• [Given exercise]:
Copy the material from the line containing "Do you see the sunlit" up to and including the line containing "[168,87,204,119]", keeping every line, and raise each bounding-box coordinate in the answers by 4.
** Start **
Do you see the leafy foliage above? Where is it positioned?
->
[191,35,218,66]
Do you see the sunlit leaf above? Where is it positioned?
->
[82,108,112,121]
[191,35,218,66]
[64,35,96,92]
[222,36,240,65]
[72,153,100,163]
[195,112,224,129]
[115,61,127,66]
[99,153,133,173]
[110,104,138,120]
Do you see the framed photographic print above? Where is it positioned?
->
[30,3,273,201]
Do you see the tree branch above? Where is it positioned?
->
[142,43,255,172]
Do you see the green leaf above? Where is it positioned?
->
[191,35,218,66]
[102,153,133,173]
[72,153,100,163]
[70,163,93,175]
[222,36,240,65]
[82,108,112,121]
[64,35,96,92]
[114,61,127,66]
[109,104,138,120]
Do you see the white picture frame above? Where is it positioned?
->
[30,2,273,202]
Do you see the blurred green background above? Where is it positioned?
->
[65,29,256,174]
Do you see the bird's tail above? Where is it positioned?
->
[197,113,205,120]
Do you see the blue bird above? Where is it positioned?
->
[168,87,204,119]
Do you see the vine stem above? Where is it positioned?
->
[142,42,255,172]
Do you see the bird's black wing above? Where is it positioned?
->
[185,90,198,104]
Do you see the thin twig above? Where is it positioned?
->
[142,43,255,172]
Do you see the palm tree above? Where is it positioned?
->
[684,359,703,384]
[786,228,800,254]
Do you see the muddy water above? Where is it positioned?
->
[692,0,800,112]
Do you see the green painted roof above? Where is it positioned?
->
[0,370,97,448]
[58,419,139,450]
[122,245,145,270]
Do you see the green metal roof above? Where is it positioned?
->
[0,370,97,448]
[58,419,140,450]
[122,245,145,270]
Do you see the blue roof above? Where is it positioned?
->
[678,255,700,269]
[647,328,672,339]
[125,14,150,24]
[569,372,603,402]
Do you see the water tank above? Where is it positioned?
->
** End **
• [Reply]:
Do you see the sunlit leaf above? Where is it positioned?
->
[86,112,116,125]
[195,39,222,70]
[68,39,100,96]
[226,40,244,69]
[76,157,104,167]
[199,116,228,133]
[119,65,131,70]
[103,157,137,177]
[114,108,142,124]
Do you see the framed photographic print above? Where is it positioned?
->
[34,7,277,205]
Do you see the tree branch above? Where is it positioned?
->
[146,47,259,176]
Do you see the green leaf above? Where is it positioned?
->
[195,39,222,70]
[106,157,137,177]
[76,157,104,167]
[74,167,97,179]
[226,40,244,69]
[86,112,116,125]
[68,39,100,96]
[118,65,131,70]
[113,108,142,124]
Do you see the white picture frame above? Where is it positioned?
->
[34,6,277,206]
Do you see the blurred green background above? Where is it positioned?
->
[69,33,260,178]
Do you see the bird's tail above? Where is it positioned?
->
[201,117,209,124]
Do you see the blue bird above? Where is it positioned?
->
[172,91,208,123]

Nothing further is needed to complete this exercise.